Working data:
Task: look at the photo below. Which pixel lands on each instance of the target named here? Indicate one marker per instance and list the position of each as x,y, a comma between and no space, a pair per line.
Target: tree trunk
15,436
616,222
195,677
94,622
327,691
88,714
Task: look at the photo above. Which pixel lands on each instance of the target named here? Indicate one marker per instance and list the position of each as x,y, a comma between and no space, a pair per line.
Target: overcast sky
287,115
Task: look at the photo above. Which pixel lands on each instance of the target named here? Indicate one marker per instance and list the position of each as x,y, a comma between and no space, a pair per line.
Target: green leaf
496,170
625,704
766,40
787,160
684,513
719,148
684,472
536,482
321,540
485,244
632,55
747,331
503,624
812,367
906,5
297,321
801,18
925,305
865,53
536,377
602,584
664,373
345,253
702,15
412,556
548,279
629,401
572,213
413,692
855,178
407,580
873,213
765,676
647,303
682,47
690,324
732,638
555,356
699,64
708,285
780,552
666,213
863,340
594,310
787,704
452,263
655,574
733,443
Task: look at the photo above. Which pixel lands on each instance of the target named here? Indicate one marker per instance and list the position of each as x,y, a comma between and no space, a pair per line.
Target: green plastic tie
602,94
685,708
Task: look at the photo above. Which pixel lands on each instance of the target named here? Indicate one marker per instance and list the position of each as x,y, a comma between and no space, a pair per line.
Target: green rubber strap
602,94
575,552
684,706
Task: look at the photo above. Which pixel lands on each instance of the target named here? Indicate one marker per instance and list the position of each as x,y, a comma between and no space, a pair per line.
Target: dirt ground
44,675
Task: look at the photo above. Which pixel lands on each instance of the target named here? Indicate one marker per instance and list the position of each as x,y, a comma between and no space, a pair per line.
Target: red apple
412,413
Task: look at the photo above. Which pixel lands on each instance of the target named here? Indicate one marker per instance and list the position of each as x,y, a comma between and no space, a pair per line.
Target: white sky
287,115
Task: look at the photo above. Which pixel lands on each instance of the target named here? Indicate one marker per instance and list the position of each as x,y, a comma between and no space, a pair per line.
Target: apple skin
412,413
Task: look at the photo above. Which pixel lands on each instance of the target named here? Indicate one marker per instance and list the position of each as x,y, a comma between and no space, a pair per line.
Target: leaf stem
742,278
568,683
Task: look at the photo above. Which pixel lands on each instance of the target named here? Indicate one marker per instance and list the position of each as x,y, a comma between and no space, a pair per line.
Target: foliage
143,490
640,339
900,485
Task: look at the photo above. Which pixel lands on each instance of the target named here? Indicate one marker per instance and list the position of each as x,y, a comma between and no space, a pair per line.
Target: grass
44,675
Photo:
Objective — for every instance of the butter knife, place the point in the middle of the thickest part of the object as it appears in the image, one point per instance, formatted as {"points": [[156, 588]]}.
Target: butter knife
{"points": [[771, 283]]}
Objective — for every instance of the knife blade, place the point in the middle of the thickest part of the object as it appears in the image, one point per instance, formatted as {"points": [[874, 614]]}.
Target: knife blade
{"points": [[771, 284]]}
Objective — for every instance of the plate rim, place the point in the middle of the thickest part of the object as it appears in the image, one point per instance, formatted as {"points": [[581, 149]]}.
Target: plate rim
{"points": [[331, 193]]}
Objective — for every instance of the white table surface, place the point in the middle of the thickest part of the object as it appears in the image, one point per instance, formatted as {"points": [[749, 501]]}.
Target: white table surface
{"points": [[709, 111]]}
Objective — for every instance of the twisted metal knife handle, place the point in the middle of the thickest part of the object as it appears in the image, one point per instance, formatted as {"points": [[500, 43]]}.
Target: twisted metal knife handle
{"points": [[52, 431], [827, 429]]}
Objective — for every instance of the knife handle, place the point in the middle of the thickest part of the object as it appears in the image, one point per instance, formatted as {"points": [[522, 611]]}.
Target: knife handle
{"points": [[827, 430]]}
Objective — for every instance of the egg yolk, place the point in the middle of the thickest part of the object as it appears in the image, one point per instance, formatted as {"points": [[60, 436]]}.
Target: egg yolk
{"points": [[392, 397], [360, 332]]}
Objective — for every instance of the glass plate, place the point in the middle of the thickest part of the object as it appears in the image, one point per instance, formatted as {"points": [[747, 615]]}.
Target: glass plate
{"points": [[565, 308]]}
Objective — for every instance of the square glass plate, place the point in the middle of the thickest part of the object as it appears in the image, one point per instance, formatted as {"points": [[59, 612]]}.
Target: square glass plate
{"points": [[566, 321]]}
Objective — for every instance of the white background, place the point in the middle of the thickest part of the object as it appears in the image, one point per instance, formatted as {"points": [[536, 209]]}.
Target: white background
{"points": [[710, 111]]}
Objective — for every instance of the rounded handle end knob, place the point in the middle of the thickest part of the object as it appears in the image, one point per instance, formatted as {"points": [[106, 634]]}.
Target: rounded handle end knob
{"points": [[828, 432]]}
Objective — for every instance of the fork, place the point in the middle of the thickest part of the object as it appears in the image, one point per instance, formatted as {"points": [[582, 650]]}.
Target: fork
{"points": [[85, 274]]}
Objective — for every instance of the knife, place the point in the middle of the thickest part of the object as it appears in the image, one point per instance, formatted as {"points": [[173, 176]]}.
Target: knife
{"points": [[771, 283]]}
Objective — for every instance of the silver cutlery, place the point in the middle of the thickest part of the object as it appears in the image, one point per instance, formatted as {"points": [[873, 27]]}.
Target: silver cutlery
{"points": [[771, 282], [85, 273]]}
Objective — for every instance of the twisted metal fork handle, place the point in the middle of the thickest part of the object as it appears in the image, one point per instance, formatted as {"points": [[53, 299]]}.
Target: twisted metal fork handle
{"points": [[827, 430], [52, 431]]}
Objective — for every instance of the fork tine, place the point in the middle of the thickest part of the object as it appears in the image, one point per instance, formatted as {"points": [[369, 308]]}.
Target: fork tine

Your objective:
Reproduce the entries above exactly.

Response to the task:
Task: look at the photo below. Which pixel lands on each instance of the target named here? Indicate one marker per instance and list the position of each as x,y, a comma between and no space, a pair per line.
Target: tree trunk
15,436
616,222
195,677
94,622
327,691
88,714
Task: look at the photo above. Which pixel lands on each instance of the target named here? Indicate one marker per instance and list the position of each as x,y, a comma between and no space, a pair per line.
Target: overcast sky
287,115
Task: look at the photo above. Which pixel lands on each instance of the target named here? Indicate one marker per instance and list the position of each as x,y, a comma between and no space, a pair per line.
Target: green leaf
496,170
625,704
766,40
787,160
684,513
719,148
684,472
536,482
321,540
485,244
632,55
747,331
503,624
812,367
906,5
297,321
801,18
925,305
865,53
536,377
602,584
664,373
345,253
702,15
412,556
548,279
629,401
572,213
413,692
855,178
407,580
873,213
765,676
647,303
682,47
690,324
732,638
555,356
699,64
708,285
780,552
666,213
863,340
594,310
787,704
452,263
655,574
733,443
Task: look at the photo above. Which pixel lands on each instance of the target named here? Indicate one marker per instance and list the position of each as x,y, a comma between and no space, a pair per line.
Target: green plastic tie
602,94
685,708
Task: look at the photo above. Which pixel lands on each instance of the target named here? Indicate one marker per instance and list the position of each as x,y, a comma between and no space, a pair per line.
Target: green rubber strap
602,94
575,552
684,706
Task: look at the photo above. Which pixel lands on each instance of the target named here? Indicate one marker per instance and list the position of each as x,y, a comma between and no space, a pair per line.
Target: dirt ground
44,675
Task: look at the photo above. Which pixel lands on each instance of the target named here? Indicate one marker per instance and list the position of each as x,y, a comma between and no space, a pair per line.
Target: red apple
412,413
Task: look at the photo above. Which pixel lands on each instance of the target named here? Indicate one marker per instance and list the position of each as x,y, a comma between and no space, a pair per line.
Target: white sky
287,115
Task: look at the photo above. Which pixel lands on each instance of the target named here? Indicate one marker per instance and list the position of each as x,y, a comma between and no space, a pair per line.
Target: apple skin
412,413
Task: look at the photo above. Which pixel lands on each instance of the target named here? Indicate one marker per instance and list the position of each as x,y, a comma between and no space, a pair per line.
Target: leaf stem
742,278
568,683
Task: look at the photo above. Which pixel lands on each instance of the target named here? Indicate one marker per instance and list the position of each as x,y, a comma between and no space, a pair per line.
Target: foliage
143,490
640,339
900,485
Task: look at the photo above. Which pixel lands on each instance of the target named here? Indicate one marker per instance and list the position of each as x,y, a comma between and no space, a pair per line.
Target: grass
44,675
Photo:
Objective — for every instance of the butter knife, place the point in the middle of the thickest part of the object as it appears in the image, one point per instance, formatted as {"points": [[156, 588]]}.
Target: butter knife
{"points": [[771, 283]]}
Objective — for every instance of the knife blade, place the point in the middle of the thickest part of the object as it appears in the image, one point per instance, formatted as {"points": [[874, 614]]}.
Target: knife blade
{"points": [[771, 284]]}
Objective — for every instance of the plate rim, place the point in the middle of the thickest part of the object as it appears in the image, one point per instance, formatted as {"points": [[581, 149]]}.
Target: plate rim
{"points": [[331, 193]]}
Objective — for every instance of the white table surface, place the point in the middle of the thickest part of the object as it appears in the image, one point per instance, formatted as {"points": [[749, 501]]}.
Target: white table surface
{"points": [[709, 111]]}
Objective — for every instance of the twisted metal knife handle, place the point in the middle of the thickest part of the object as it appears in the image, one point per instance, formatted as {"points": [[500, 43]]}.
Target: twisted metal knife handle
{"points": [[52, 431], [827, 429]]}
Objective — for every instance of the knife handle, place the point in the middle of the thickest part of the object as it appears in the image, one point per instance, formatted as {"points": [[522, 611]]}.
Target: knife handle
{"points": [[827, 430]]}
Objective — for every instance of the egg yolk, place the point in the middle of the thickest part of the object as it appears in the image, one point per instance, formatted as {"points": [[60, 436]]}.
Target: egg yolk
{"points": [[392, 397], [360, 332]]}
Objective — for every instance of the glass plate, place the point in the middle of the thickest part of the object as it appears in the image, one point per instance, formatted as {"points": [[747, 615]]}.
Target: glass plate
{"points": [[565, 308]]}
Objective — for every instance of the square glass plate, place the point in the middle of the thickest part of the object as it appears in the image, one point per instance, formatted as {"points": [[59, 612]]}.
Target: square glass plate
{"points": [[566, 321]]}
Objective — for every instance of the white background, place the point in the middle of the thickest part of the object as it appears in the image, one point per instance, formatted as {"points": [[536, 209]]}.
Target: white background
{"points": [[710, 111]]}
Objective — for every instance of the rounded handle end knob, place the point in the middle of the thickest part of the object as it appears in the image, one point per instance, formatted as {"points": [[106, 634]]}.
Target: rounded handle end knob
{"points": [[828, 432]]}
Objective — for every instance of the fork, place the point in the middle of the thickest part of the object as it appears in the image, one point per instance, formatted as {"points": [[582, 650]]}.
Target: fork
{"points": [[85, 274]]}
Objective — for every instance of the knife, place the point in the middle of the thickest part of the object as it appears in the image, one point per instance, formatted as {"points": [[173, 176]]}.
Target: knife
{"points": [[771, 283]]}
Objective — for every instance of the silver cutlery, place the point in the middle of the thickest part of the object as it appears in the image, one point per instance, formatted as {"points": [[873, 27]]}.
Target: silver cutlery
{"points": [[771, 282], [85, 273]]}
Objective — for every instance of the twisted metal fork handle, place the point in the middle of the thickest part of the object as it appears in the image, one point per instance, formatted as {"points": [[53, 299]]}.
Target: twisted metal fork handle
{"points": [[827, 430], [52, 431]]}
Objective — for every instance of the fork tine, place the point in the middle of the thickest part of the object as it appears in the image, one point per instance, formatted as {"points": [[369, 308]]}.
Target: fork tine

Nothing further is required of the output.